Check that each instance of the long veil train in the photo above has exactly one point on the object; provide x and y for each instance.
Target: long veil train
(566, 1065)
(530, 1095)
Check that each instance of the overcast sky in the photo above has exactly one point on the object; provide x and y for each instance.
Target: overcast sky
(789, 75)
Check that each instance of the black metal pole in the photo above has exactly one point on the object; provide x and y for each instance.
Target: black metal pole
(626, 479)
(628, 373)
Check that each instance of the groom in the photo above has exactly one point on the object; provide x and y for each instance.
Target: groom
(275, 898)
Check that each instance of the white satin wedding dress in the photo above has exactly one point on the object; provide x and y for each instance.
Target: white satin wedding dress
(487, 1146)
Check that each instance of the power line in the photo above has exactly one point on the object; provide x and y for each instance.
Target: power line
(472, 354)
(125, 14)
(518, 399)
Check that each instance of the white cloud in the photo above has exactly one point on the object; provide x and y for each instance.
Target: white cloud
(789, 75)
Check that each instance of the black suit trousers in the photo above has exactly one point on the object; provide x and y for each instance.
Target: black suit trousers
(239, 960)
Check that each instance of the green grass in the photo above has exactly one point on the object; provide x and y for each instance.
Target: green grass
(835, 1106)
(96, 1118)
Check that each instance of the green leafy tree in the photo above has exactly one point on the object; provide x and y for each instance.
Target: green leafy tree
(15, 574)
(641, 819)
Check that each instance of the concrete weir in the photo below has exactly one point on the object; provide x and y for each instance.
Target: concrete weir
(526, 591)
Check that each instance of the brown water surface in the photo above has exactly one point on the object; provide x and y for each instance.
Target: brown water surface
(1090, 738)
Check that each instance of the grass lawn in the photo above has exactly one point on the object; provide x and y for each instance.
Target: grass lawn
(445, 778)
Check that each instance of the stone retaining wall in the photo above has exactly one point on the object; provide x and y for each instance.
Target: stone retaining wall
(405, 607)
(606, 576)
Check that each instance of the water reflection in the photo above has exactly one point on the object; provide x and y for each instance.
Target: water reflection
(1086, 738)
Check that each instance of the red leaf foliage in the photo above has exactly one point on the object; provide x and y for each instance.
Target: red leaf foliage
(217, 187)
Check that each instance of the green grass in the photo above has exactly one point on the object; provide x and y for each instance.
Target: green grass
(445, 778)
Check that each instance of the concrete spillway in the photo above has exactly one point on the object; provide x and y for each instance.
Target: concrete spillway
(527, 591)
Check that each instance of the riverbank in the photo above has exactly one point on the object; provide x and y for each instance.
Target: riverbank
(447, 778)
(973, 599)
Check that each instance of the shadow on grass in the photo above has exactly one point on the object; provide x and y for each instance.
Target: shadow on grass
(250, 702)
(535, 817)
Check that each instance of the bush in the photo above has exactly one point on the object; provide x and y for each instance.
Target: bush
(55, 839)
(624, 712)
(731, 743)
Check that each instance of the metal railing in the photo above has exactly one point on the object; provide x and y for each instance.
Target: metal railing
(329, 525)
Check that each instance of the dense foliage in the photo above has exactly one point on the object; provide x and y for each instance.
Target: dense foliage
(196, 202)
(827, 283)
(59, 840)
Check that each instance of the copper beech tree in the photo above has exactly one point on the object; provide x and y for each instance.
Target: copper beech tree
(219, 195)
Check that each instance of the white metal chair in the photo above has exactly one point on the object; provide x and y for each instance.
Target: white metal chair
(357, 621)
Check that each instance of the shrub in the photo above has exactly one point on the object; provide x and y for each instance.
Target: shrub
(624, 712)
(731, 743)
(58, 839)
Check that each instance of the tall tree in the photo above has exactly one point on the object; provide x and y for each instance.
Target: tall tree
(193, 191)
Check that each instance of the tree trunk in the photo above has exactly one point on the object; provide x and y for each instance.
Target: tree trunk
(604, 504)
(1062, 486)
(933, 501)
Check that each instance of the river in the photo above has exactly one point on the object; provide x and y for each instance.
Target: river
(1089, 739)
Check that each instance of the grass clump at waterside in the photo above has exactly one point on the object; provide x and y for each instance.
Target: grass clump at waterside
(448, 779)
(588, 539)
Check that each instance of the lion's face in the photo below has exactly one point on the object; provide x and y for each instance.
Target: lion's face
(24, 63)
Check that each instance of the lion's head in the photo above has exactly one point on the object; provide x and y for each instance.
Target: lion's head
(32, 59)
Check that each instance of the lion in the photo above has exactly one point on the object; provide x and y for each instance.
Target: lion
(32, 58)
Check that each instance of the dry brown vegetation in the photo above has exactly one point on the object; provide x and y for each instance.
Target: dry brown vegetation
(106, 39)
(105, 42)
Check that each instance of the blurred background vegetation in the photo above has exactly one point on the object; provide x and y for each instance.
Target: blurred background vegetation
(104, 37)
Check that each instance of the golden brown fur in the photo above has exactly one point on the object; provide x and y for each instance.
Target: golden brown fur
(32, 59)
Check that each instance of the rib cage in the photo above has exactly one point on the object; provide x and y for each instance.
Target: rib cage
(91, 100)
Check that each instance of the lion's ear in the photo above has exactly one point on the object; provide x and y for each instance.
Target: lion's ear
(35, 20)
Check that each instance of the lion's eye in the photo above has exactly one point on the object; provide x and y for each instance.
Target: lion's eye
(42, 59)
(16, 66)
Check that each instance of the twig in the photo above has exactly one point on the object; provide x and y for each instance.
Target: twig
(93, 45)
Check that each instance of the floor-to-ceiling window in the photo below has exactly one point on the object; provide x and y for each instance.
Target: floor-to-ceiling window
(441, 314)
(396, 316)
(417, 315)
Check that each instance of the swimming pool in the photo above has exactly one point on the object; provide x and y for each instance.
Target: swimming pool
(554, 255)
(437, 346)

Task prompt:
Turn the records above into a numbered list with no blank lines, keeping each line as it appears.

Written reply:
1. Check that each instance of the long veil train in the photo above has exactly one point on the object; provide x and y for each instance.
2. Target: long veil train
3. (566, 1065)
4. (530, 1095)
5. Check that each instance of the overcast sky in the photo above has exactly one point on the object; provide x and y for each instance.
6. Target: overcast sky
7. (789, 75)
8. Check that each instance of the black metal pole in the photo above has exactly one point on the object; provide x and y for each instance.
9. Target: black metal pole
10. (626, 479)
11. (628, 373)
12. Check that each instance of the groom in the photo above has exactly one point on the object; provide x and y for each instance.
13. Target: groom
14. (275, 898)
15. Check that each instance of the white satin wedding dress in the photo above has exactly one point on the object; provide x and y for each instance.
16. Target: white satin wedding dress
17. (487, 1146)
18. Check that each instance of the power line in the photo above has exactly one point on the object; provide x and y for each instance.
19. Target: power line
20. (472, 354)
21. (125, 14)
22. (518, 399)
23. Check that each instance of the white cloud in the photo above has exactly one point on the object; provide x and y for each instance.
24. Target: white cloud
25. (789, 75)
26. Check that each instance of the black suit trousers in the photo above has exactly one point on the object; provide x and y for each instance.
27. Target: black suit trousers
28. (239, 960)
29. Check that each instance of the green grass in the photo above has exactly one point on the object; provide x and y for each instance.
30. Target: green grass
31. (835, 1106)
32. (96, 1118)
33. Check that each instance of the green leafy tree in the photo above has exactly one point on the object; provide x and y for each instance.
34. Target: green leafy tree
35. (15, 574)
36. (641, 819)
37. Check that each instance of the concrete weir in the photo below has exactly one point on the object; provide x and y for each instance.
38. Target: concrete weir
39. (526, 591)
40. Check that each instance of the brown water surface in the photo above has exactly one point on the object; provide x and y for each instance.
41. Target: brown water surface
42. (1090, 738)
43. Check that each instance of the grass lawn in the photo above has exactly one point on the object; provide x and y for each instance.
44. Target: grass lawn
45. (445, 778)
46. Check that each instance of the stone retaining wall in the photo above has exactly one point on the object; provide x and y for each instance.
47. Target: stone retaining wall
48. (405, 607)
49. (606, 576)
50. Check that each instance of the water reflection in the photo above has exactly one point on the object; provide x and y for each instance.
51. Target: water reflection
52. (1086, 738)
53. Check that each instance of the red leaf foliage in the photo above has exactly one point on the object; provide x and y for each instance.
54. Target: red leaf foliage
55. (217, 187)
56. Check that each instance of the green grass in the photo above has exactly one point on the object; provide x and y for each instance.
57. Target: green grass
58. (445, 778)
59. Check that each instance of the concrete spillway in the photo above has exactly one point on the object; provide x and y for each instance.
60. Target: concrete spillway
61. (527, 591)
62. Check that each instance of the riverbank in the photo above has exactly one point on the object; provide x and y for each instance.
63. Target: riverbank
64. (447, 778)
65. (973, 599)
66. Check that each instance of the shadow on grass in the photo above has exactly one point on the object; provide x and y for each instance.
67. Target: shadow on grass
68. (250, 702)
69. (535, 817)
70. Check that each instance of the bush in the photo above has exactly one point on the object; provide x and y for each instance.
71. Target: bush
72. (55, 839)
73. (624, 712)
74. (731, 743)
75. Check that each instance of the metal railing in the photo above has exactly one point on the object; provide x and y for each instance.
76. Target: metal railing
77. (329, 525)
78. Check that each instance of the dense foliage in the photo above has exactly one point on the object; provide x and y for each instance.
79. Target: dense foliage
80. (196, 202)
81. (827, 283)
82. (59, 840)
83. Check that each instance of the copper beech tree in the photo above has exactly one point on the object; provide x and y for each instance.
84. Target: copper beech tree
85. (219, 195)
86. Check that each instance of the white metal chair in the photo above has exactly one point on the object; provide x and y for each instance.
87. Target: white metal chair
88. (357, 621)
89. Check that each instance of the shrub in the photo above has exactly one point on the object; provide x and y for each instance.
90. Target: shrub
91. (624, 712)
92. (731, 743)
93. (58, 839)
94. Check that each instance of the tall tree in the photo above has exactly one point on the object; provide x and y for each instance.
95. Target: tall tree
96. (193, 191)
97. Check that each instance of the tree trunk in the photo above has exactly one point on the object; provide x and y for each instance.
98. Target: tree trunk
99. (604, 504)
100. (1062, 486)
101. (933, 501)
102. Check that each instance of the river in the photo above has exactly one point on the object; provide x and y for each instance.
103. Target: river
104. (1089, 739)
105. Check that each instance of the grass clump at waterside in the photo above has exactly one point on the object; provide x and y for each instance.
106. Target: grass clump at waterside
107. (448, 779)
108. (588, 539)
109. Check that each instance of the lion's face in the photo below has exactly one point on the object; provide x and y for each instance.
110. Target: lion's face
111. (24, 63)
112. Check that each instance of the lion's head in the photo above has exactly one point on the object; provide x and y for each instance.
113. Target: lion's head
114. (32, 59)
115. Check that each instance of the lion in the photo above has exactly one point on the object; provide x and y for each instance.
116. Target: lion
117. (32, 58)
118. Check that each instance of the dry brown vegetation in the photo above has exactly one point on the object; provide x and y for each instance.
119. Target: dry brown vegetation
120. (106, 39)
121. (105, 42)
122. Check that each instance of the blurred background vegetation in the photo above has exactly one point on the object; provide x and y for each instance.
123. Target: blurred background vegetation
124. (104, 37)
125. Check that each instance of the golden brown fur in the photo above has exactly one point on the object; provide x and y for each instance.
126. Target: golden brown fur
127. (32, 59)
128. Check that each instance of the rib cage in the photo above has exactly one point on the object; provide x and y for each instance.
129. Target: rib cage
130. (91, 100)
131. Check that each instance of the lion's ear in the photo above has exactly one point on the object; provide x and y for each instance.
132. Target: lion's ear
133. (35, 20)
134. Check that each instance of the lion's eye in the photo above has exactly one point on the object; provide x and y for each instance.
135. Target: lion's eye
136. (42, 59)
137. (16, 66)
138. Check that each instance of the twig in the photo above has exactly one point on the object; provide x and y for each instance.
139. Target: twig
140. (93, 45)
141. Check that each instance of the floor-to-ceiling window in the photo below has exactly one point on the object; provide x and y for each instance.
142. Target: floor-to-ceiling window
143. (441, 314)
144. (396, 316)
145. (417, 315)
146. Check that each instance of the swimming pool in the photo above has exactly one point on the object; provide x and y for each instance.
147. Target: swimming pool
148. (554, 255)
149. (437, 346)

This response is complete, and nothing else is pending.